Written problem. Please pick out and copy every line of the entries below that contains the word "green". Matching is case-sensitive.
==========
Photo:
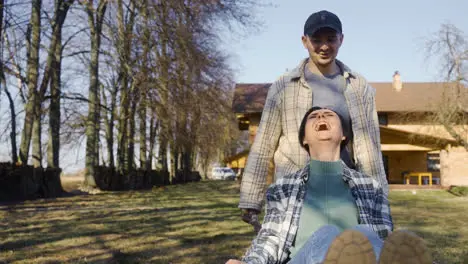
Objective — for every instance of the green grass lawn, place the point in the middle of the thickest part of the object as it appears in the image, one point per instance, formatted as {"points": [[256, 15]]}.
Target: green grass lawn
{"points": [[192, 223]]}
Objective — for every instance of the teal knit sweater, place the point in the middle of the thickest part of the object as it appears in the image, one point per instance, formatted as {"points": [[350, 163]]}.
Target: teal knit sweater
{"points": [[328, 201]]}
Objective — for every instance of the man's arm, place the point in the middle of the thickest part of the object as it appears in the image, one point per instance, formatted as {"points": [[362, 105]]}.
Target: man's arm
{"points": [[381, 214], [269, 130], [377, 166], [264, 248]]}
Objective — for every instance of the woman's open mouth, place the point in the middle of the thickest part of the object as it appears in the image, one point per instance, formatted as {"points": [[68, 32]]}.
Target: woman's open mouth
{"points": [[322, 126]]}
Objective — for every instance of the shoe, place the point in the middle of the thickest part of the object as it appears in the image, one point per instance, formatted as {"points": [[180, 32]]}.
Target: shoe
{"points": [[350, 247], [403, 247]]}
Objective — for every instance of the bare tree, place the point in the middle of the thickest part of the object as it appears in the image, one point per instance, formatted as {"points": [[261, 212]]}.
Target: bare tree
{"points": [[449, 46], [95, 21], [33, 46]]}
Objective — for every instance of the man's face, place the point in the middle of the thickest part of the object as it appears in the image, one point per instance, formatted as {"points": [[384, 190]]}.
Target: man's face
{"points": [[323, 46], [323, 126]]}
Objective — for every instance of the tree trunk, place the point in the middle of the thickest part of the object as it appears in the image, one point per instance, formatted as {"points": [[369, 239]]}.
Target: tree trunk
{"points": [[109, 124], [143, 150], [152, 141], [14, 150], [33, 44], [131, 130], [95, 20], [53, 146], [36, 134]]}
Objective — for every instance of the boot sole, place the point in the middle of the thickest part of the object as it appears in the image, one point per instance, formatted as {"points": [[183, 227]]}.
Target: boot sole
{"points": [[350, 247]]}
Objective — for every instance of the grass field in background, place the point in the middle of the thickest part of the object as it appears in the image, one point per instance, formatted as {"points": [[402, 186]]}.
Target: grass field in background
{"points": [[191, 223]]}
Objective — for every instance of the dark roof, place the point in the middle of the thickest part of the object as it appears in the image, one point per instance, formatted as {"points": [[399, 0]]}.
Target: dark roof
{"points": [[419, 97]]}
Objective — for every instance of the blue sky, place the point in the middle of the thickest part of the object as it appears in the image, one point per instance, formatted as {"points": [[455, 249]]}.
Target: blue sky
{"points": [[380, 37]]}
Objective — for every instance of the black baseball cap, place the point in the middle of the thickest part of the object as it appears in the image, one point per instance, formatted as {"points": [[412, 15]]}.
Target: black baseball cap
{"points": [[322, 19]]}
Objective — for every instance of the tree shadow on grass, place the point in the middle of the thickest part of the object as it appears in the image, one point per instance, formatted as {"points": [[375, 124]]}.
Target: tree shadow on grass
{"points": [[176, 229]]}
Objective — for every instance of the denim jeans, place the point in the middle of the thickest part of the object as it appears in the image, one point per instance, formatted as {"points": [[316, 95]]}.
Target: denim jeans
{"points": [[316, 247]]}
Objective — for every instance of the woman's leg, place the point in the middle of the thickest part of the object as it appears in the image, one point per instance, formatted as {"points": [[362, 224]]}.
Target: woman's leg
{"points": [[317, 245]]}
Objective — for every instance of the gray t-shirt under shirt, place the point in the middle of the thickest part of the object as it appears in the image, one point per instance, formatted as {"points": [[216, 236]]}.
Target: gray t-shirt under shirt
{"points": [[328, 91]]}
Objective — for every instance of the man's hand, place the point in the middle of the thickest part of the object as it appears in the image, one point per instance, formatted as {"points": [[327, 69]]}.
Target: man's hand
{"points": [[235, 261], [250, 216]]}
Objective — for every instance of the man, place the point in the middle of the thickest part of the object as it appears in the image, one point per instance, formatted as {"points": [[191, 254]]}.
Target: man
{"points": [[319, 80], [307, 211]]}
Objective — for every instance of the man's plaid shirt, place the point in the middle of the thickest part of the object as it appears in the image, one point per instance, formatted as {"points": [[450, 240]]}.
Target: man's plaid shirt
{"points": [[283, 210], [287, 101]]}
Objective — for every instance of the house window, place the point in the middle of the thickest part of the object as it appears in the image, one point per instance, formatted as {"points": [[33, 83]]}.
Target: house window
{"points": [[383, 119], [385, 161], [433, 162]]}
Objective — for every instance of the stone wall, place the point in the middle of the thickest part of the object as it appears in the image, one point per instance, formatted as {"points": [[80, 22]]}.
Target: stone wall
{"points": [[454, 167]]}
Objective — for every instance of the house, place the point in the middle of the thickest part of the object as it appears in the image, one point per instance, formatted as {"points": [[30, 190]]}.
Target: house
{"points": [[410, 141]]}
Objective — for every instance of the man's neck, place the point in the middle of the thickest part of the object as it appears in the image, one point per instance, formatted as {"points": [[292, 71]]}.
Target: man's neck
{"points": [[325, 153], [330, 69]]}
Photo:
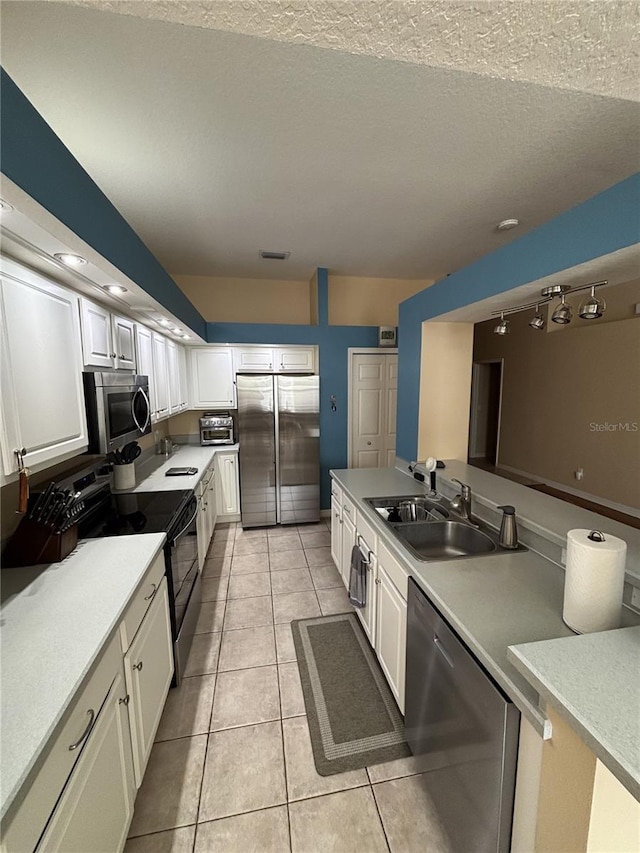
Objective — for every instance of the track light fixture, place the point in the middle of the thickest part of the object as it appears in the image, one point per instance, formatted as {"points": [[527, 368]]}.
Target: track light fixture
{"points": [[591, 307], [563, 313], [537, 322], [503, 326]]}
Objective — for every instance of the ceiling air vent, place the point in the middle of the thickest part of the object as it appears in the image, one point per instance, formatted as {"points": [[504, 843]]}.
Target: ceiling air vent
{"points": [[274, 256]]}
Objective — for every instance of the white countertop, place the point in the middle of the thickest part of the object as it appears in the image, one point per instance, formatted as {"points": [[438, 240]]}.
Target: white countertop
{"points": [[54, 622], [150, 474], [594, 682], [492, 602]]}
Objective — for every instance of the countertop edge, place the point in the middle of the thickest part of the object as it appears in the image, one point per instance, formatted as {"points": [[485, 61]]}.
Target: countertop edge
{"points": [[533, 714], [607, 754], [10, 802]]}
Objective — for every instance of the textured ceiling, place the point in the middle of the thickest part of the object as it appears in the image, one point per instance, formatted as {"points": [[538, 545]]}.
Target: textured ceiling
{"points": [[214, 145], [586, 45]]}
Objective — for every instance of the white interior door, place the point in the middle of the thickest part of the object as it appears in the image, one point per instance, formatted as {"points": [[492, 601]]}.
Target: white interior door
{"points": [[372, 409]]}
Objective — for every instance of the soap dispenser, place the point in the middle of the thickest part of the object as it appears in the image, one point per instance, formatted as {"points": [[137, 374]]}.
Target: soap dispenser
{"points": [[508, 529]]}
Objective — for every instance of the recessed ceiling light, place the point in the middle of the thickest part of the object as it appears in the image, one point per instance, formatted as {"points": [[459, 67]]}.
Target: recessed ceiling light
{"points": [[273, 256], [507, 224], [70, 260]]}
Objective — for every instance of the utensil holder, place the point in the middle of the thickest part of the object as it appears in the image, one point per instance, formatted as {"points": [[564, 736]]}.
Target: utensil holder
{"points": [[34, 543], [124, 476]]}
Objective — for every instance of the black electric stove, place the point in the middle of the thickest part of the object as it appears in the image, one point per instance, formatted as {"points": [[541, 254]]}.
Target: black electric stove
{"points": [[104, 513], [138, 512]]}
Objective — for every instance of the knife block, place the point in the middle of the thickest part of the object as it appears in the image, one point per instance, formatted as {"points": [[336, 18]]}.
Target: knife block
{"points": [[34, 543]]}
==========
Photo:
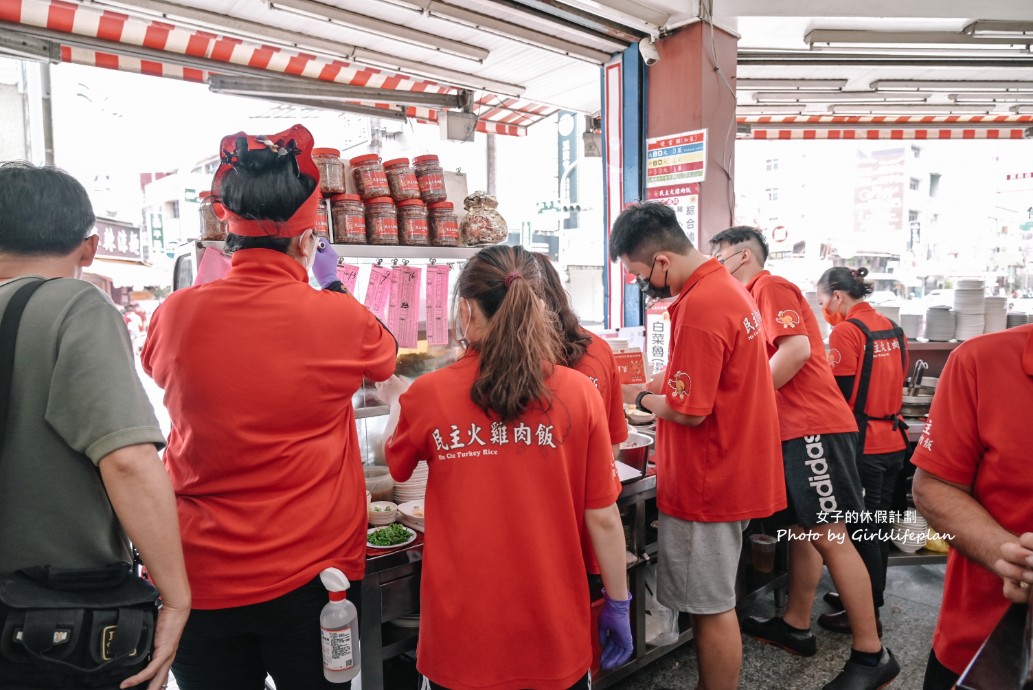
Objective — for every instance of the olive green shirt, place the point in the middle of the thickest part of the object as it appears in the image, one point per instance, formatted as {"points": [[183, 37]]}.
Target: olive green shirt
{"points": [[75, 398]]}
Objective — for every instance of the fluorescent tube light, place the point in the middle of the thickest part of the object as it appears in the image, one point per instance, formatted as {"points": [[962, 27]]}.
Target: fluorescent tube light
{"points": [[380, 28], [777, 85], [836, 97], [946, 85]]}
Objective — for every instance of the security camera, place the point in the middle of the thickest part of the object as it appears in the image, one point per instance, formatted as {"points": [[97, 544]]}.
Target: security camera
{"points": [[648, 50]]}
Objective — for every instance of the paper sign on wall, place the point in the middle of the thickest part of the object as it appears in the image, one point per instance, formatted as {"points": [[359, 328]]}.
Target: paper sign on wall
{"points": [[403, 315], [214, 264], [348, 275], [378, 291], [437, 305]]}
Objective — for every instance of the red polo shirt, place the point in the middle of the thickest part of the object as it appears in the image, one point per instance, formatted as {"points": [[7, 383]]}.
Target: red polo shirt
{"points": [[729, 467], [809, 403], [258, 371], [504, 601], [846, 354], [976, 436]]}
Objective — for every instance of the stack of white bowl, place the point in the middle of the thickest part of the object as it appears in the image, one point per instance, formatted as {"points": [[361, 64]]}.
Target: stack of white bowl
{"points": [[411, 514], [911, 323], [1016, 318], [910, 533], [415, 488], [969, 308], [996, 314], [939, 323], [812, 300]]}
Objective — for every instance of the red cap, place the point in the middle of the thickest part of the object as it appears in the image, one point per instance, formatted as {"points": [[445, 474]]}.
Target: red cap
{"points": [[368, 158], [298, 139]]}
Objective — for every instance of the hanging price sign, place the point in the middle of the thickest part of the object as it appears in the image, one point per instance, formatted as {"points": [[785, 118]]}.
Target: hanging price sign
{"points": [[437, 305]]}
==========
Response for this exercise.
Objective — for every instance of the green grass lawn, place the point in the middle of the thickest part of the object as it appears in the image, one point per instance, formatted as {"points": [[256, 15]]}.
Target: green grass lawn
Objective — for every instance of the olive green shirt, place the point in the middle of the thickest part of the object as it appears in the image, one point per instance, formatted as {"points": [[183, 37]]}.
Target: olive green shirt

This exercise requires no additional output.